INSTRUCTIONS:
1: Update the part of the cube and shape puzzles that opens with the words containing "Find her arrangement" and closes with "a regular icosahedron.", replacing "clues" with "hints".
2: According to the cube and shape puzzles, how many faces does an icosahedron have?
3: Pick up the cube and shape puzzles after their last sentence and continue them.

After removing the small cubes the big cube frame has 44 small cubes.
So, total removed cubes = 125 – 44
= 81 cubes.

Q3:  Nisha has glued 27 small cubes together to make a large solid cube. She paints the large cube red. How many of the original small cubes have—
(a) three faces painted red?
(b) two faces painted red?
(c) one face painted red?
(d) no faces painted red?
Ans:
Nisha has a large solid cube made from 27 small cubes. Since 3 × 3 × 3 = 27, the large cube is a 3 × 3 × 3 cube.
She paints the entire large cube red.
(a) The large solid cube has 8 corner cubes, and each corner small cube is painted red.
So, 8 small cubes are three faces painted red.
(b) Since a cube has 12 edges or sides, and 1 cube in the middle of each edge is painted red.
So, there are 12 small cubes with two faces painted red.
(c) These are the small cubes located in the center of each face of the large cube. A cube has 6 faces. Each face of the large cube is a 3 × 3 square of small cubes. The center small cube of each 3 × 3 face has only one face exposed to the outside, or painted red. So, there are 6 small cubes with one face red.
(d) For a 3 × 3 × 3 = 27 cube, if we remove the outer layer of cubes, we are left with an inner cube. This means there is only 1 small cube right in the very center of the large cube that has no faces painted red.

Puzzle

Tanu arranged 7 shapes in a line. She used 2 squares, 2 triangles, 1 circle, 1 hexagon, and 1 rectangle.
Find her arrangement using the following clues:
(a) The square is between the circle and the rectangle.
(b) The rectangle is between the square and the triangle.
(c) The two triangles are next to the square.
(d) The hexagon is to the right of the triangle
(e) The circle is to the left of the square.
Ans: The arrangement is: Triangle, Circle, Square, Rectangle, Triangle, Hexagon, Square.

Page No. 103

Icosahedron and Dodecahedron

Q: What do these names mean? Once you count their faces, you will know.
Ans: Icosahedron: It is a geometric solid with 20 faces, typically shaped as equilateral triangles in the case of a regular icosahedron.

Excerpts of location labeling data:
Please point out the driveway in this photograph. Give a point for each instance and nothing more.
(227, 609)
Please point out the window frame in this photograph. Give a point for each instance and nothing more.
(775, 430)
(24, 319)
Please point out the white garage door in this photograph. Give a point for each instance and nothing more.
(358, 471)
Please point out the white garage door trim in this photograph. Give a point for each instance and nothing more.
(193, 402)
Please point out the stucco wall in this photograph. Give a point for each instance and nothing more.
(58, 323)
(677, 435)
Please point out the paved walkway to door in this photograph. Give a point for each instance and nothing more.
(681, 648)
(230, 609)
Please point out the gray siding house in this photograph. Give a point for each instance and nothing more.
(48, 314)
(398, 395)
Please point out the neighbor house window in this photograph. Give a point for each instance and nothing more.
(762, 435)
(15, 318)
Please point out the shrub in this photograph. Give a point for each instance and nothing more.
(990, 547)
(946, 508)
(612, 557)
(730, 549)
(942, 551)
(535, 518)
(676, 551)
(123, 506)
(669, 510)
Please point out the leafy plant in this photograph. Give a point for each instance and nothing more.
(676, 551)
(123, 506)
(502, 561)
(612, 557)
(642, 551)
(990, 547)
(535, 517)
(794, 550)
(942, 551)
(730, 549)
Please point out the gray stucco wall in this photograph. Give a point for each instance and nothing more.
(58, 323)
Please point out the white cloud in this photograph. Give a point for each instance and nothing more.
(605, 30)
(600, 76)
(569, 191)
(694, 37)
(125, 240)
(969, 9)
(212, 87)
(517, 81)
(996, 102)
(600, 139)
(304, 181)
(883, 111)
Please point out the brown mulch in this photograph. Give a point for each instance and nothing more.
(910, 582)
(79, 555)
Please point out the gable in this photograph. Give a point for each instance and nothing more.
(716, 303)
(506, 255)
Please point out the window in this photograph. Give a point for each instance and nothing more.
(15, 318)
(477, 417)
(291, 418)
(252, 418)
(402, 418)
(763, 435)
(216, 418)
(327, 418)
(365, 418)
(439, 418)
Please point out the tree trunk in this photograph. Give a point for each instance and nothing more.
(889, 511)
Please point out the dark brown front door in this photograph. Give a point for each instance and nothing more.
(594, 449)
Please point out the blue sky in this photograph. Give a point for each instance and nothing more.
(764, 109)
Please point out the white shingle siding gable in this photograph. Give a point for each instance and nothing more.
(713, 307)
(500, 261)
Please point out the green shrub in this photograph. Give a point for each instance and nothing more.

PER-TASK ANSWERS:
1:
Find her arrangement using the following hints:
(a) The square is between the circle and the rectangle.
(b) The rectangle is between the square and the triangle.
(c) The two triangles are next to the square.
(d) The hexagon is to the right of the triangle
(e) The circle is to the left of the square.
Ans: The arrangement is: Triangle, Circle, Square, Rectangle, Triangle, Hexagon, Square.

Page No. 103

Icosahedron and Dodecahedron

Q: What do these names mean? Once you count their faces, you will know.
Ans: Icosahedron: It is a geometric solid with 20 faces, typically shaped as equilateral triangles in the case of a regular icosahedron.

2: 20 faces.

3:
Dodecahedron: It is a three-dimensional shape having twelve plane faces, in particular a regular solid figure with twelve equal pentagonal faces.

Q: What shapes do you see in an icosahedron and a dodecahedron?
Ans:
Icosahedron: Equilateral triangles, Dodecahedron: Regular pentagons

Q: Do all the faces look the same?
Ans:
Icosahedron: Yes, Dodecahedron: Yes

Q: How many faces meet at a vertex (point)?
Ans:
Icosahedron: 5 faces (Equilateral triangles), Dodecahedron: 3 faces (Regular pentagons)

Q: Do the same number of faces meet at each vertex?
Ans:
Icosahedron: Yes, Dodecahedron: Yes

Q: How many edges do you see?
Ans: The edge is the line where two faces meet.
Icosahedron: It has 30 edges.
Dodecahedron: It has 30 edges.

Q: How did you count them such that you do not miss out any edge or count an edge twice?
Ans: For the Icosahedron: We can see that each of the 20 triangles has 3 sides,
so 20 x 3 = 60.
But each edge is shared by 2 triangles. So, we counted every edge twice. The real number is 60 ÷ 2 = 30 edges.
For the Dodecahedron: Each of the 12 pentagons has 5 sides,
so 12 x 5 = 60.
Again, each edge is shared by 2 pentagons.
So, 60 ÷ 2 = 30 edges.

Q: Can you think of any other solid shapes that have faces that look the same?
Ans:
Yes, there are a few other types of shapes where all faces are identical. These are known as platonic solids. Besides the icosahedron and dodecahedron, the other platonic solids are:

• Tetrahedron: 4 faces, all are equilateral triangles.
• Cube: 6 faces, all are squares.
• Octahedron: 8 faces, all are equilateral triangles.

Do the same number of faces meet at each common vertex?
Ans: Yes.

You can also build some 3-D shapes using straws or ice-cream sticks and clay or play dough. Which shapes did you make?

Ans: With straws and clay, we can make:
Cubes and cuboids (like a box).
Pyramids with a square base (square pyramid) or a triangular base (tetrahedron).
Triangular prisms (like a tent shape).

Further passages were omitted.